══ RAW RECORDS

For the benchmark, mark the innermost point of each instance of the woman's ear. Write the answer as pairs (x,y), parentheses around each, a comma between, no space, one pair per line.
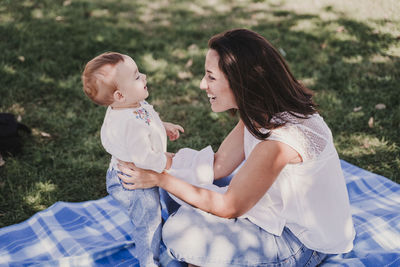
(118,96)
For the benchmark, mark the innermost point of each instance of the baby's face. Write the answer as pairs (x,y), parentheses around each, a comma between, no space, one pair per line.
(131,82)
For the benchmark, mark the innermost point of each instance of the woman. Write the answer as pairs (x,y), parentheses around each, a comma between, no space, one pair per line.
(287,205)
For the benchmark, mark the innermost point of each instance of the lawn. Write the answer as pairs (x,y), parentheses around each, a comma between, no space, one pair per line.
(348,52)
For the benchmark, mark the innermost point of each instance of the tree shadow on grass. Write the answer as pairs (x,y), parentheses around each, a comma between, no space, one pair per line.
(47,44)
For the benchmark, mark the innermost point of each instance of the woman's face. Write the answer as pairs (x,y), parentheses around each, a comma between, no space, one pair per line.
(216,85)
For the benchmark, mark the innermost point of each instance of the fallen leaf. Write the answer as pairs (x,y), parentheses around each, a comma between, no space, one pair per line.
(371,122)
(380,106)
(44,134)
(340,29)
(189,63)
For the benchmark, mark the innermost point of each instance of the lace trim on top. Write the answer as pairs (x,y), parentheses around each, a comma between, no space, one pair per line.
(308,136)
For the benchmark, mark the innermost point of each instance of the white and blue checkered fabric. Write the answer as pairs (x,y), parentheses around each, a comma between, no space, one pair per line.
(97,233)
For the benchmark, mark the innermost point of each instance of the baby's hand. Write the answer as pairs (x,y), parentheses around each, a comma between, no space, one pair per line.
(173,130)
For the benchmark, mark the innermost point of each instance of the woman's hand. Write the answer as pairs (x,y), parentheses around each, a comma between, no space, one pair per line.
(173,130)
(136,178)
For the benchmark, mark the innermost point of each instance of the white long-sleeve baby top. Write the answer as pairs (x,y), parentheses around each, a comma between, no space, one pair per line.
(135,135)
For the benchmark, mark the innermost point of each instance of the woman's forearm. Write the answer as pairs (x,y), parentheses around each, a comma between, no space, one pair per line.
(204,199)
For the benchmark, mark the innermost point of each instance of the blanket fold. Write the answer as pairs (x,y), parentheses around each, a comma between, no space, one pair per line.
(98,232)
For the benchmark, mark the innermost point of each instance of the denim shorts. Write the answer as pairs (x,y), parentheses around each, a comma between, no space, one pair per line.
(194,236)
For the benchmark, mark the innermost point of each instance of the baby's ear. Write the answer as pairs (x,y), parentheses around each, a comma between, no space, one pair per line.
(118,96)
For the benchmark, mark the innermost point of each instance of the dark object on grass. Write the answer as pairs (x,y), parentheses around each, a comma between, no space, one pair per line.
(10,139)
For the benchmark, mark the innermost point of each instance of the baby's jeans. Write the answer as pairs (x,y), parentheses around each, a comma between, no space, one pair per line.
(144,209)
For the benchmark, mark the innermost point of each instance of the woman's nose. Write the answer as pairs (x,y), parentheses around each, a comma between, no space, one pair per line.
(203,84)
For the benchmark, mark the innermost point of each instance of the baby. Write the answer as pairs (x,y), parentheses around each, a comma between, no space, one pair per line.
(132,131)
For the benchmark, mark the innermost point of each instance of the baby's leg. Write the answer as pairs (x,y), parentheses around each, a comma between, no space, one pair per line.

════

__SET PROBLEM__
Transcribe every record above exactly as written, leaving out any pictures.

__ANSWER TO THIS TASK__
For the benchmark, mark the innermost point of each instance of the woman's ear. Write the answer as pairs (x,y), parentheses around each, a comma between, no space, one pair per line.
(118,96)
For the benchmark, mark the innermost point of each instance of the baby's face. Write the answer as pairs (x,y), parentheses around each, a comma between, no space, one pair per line.
(131,82)
For the benchmark, mark the innermost point of each instance of the woman. Write the answer as pairs (x,y), parentheses around each, a comma between, no space, one pair per line.
(287,205)
For the benchmark, mark the innermost point of each instance of the lawn. Write the answer as pairs (x,y), parentheses around each, a comma between, no space, one pair per line.
(348,52)
For the benchmark, mark the innermost point of each instance of the tree shadow on grass. Write the answer as pairs (x,y), parentheses around each, a comma between, no space, one pair per line.
(47,44)
For the benchmark, mark the innermost point of each instance of the woman's face. Write the answer as pairs (x,y), parentheses around each, a comma between, no space, one pair per line.
(216,85)
For the benchmark, mark the innermost point of each instance of the fallen leaf. Write the answer as pairs (x,y), parentheses around each, a comma between, no space, one pair per line.
(371,122)
(380,106)
(44,134)
(340,29)
(189,63)
For the benchmark, mark the innermost point of each instance of the lace trim on top. Write the answer as pairs (x,y), parentheses around each, a comma between, no space, one pair per line.
(308,136)
For the benchmark, mark the innermost point of each instance of the white and blue checkered fabric. Write the answer as pairs (x,y), parentheses around each, a comma between, no space, one pair per line.
(97,233)
For the benchmark, mark the innermost point of each instance of the baby's hand. Write the answer as pairs (x,y), parentheses around each, a comma between, no space, one pair per line.
(173,130)
For the benchmark, mark the innermost point of each instance of the woman's hand. Write the answer as pairs (x,y), parentheses around each, a comma between, no space, one pair per line.
(173,130)
(136,178)
For the benchmark, mark the innermost point of each instance of the white long-sleeve baby top. Write the answer as pairs (x,y), parentheses around each, a comma between, no space, one pair per line.
(135,135)
For the benchmark, mark the innermost point of each instance of the woman's forearm. Write the answer as pairs (x,y), parentheses around each, a comma between, no space, one pair per line.
(204,199)
For the benchmark, mark the innermost point of each instance of the blanket fold. Write the answer as pairs (x,y), parentheses around each, a comma between, no space, one pair per line.
(98,232)
For the benchmark, mark the innermost point of each instance of the denim shorts. Write the answer as pairs (x,y), parentheses around each, a comma between, no space, one pair per line.
(194,236)
For the benchmark, mark the innermost point of each instance of the baby's ear. Write the answer as pairs (x,y), parentheses around each, a comma between, no space, one pair per line.
(118,96)
For the benchmark, mark the innermost point of each instance of the dark object on grass. Write the answer as pairs (x,y), parentheses around each, a comma between, no space, one pair per line.
(10,139)
For the benchmark, mark the innermost point of each instance of the baby's jeans. Write the answer as pairs (x,y), parentheses around each, a comma between, no space, one pair per line.
(144,209)
For the benchmark, mark the innermost point of each instance of the woman's nose. Write the answer as pairs (x,y), parentheses around each, a comma between, no space, one pair per line.
(203,84)
For the benchmark, mark the innermost point of each instance of the baby. Write the answer as pairs (x,y), parentheses around each, a comma between, no space, one pair per line.
(132,131)
For the benchmark, mark the innermost point of each instance of the baby's leg. Write the answer as pairs (x,y), parentheses around each, a comma between, no space, one pair per line.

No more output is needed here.